BEGIN WORKING DATA

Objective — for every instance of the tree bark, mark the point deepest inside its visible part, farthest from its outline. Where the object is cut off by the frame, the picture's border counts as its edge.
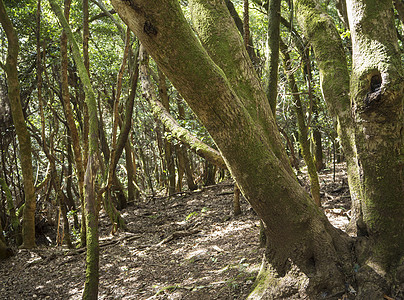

END WORKING DATA
BEGIN WORKING DATA

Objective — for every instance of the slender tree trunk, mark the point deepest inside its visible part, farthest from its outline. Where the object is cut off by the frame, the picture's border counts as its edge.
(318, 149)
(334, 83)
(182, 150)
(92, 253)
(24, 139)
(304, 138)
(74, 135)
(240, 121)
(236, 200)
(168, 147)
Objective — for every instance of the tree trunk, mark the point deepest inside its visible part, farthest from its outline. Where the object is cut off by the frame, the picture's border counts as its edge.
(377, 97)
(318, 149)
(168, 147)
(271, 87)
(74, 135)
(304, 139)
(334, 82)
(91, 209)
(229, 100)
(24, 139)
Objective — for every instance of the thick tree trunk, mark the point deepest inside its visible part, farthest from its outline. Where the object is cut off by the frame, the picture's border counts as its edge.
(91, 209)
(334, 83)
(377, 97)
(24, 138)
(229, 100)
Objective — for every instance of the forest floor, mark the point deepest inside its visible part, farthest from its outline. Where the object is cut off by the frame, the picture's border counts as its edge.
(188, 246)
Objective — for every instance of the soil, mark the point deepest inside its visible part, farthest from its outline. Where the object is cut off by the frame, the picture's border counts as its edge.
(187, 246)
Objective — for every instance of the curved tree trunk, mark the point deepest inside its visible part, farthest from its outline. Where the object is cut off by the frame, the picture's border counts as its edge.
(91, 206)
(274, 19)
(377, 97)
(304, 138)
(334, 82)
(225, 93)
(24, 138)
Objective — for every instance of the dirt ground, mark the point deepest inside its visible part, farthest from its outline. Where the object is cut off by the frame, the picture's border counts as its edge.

END WORKING DATA
BEGIN WORKING DATA

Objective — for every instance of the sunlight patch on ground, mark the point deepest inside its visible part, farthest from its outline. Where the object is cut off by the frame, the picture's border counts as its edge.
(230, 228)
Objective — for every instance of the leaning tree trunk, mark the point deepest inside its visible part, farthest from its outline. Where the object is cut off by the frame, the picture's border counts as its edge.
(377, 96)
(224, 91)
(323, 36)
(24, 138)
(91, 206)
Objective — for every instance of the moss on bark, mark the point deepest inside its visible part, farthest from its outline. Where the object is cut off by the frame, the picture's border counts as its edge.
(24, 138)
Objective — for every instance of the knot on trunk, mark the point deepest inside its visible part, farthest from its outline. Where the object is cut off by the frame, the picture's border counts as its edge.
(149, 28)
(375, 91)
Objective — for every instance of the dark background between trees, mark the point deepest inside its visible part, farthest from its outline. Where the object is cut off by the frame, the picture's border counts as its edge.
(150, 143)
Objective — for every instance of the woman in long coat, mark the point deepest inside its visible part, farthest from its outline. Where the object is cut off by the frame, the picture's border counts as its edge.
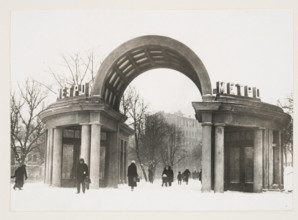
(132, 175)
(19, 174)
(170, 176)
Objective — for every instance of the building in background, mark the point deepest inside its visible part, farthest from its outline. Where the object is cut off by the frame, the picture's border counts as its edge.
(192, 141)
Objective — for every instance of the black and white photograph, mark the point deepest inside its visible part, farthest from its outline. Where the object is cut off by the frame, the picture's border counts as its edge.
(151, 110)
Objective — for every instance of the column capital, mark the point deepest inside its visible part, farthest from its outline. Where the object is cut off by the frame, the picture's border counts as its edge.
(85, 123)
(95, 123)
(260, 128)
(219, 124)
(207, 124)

END WORKING DATA

- **GOAL**
Identify every line in the material above that contains the word "soil", and copy each of those lines in full.

- **SOLUTION TO THIS EXERCISE**
Objective — for every instance of the soil, mark the point deepest inside its visible part, farthest from its outline. Where the object is cut off by the frame, the picture's border counts as its edge.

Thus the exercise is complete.